** Start of Raw records **

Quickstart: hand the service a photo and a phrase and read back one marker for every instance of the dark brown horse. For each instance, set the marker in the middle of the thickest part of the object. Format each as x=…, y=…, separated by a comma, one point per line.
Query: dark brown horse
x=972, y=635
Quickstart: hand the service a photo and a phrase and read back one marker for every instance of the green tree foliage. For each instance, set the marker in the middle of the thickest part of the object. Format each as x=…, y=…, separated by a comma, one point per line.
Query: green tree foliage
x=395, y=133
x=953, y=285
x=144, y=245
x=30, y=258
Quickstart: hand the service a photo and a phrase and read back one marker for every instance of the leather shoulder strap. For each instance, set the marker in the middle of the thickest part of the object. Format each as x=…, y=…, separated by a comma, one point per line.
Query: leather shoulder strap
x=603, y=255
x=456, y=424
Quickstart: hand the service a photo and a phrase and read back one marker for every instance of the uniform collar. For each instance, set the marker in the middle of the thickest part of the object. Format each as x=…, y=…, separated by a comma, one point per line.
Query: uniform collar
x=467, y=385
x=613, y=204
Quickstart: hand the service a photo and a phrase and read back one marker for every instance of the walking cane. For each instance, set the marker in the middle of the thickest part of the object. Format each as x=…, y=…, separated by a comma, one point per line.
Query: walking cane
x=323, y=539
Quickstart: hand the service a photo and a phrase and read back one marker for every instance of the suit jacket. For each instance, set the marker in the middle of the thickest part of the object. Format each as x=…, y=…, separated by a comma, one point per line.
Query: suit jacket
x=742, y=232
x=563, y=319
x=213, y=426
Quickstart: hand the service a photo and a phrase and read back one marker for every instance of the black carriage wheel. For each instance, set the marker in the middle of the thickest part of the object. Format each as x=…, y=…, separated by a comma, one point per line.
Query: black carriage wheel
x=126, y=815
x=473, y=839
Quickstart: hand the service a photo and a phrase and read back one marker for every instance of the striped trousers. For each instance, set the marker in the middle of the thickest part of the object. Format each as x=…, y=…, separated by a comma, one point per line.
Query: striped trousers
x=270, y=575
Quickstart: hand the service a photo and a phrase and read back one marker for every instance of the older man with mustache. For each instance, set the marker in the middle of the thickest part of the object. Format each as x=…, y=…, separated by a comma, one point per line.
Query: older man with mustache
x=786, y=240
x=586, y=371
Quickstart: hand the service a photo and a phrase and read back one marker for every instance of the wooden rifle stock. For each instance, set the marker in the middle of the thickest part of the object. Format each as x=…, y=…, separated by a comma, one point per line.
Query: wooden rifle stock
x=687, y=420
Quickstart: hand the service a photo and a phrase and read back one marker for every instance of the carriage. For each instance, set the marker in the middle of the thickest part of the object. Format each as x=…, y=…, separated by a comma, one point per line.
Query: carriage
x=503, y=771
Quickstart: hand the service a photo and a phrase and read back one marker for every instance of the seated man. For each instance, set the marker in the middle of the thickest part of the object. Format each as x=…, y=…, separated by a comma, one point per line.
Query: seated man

** End of Raw records **

## Your goal
Please lay out the data above as a numbered list, from the first line up to and including the line with "x=972, y=635", and leave out any blank lines.

## Solved problem
1. Quickstart: hand the service a photo and a phrase and read back one marker for every instance of the dark brown horse. For each instance, set the marker in the middle of the thickest part of the object. Format each as x=…, y=…, separated by a comma, one point per line.
2. Query: dark brown horse
3. x=972, y=635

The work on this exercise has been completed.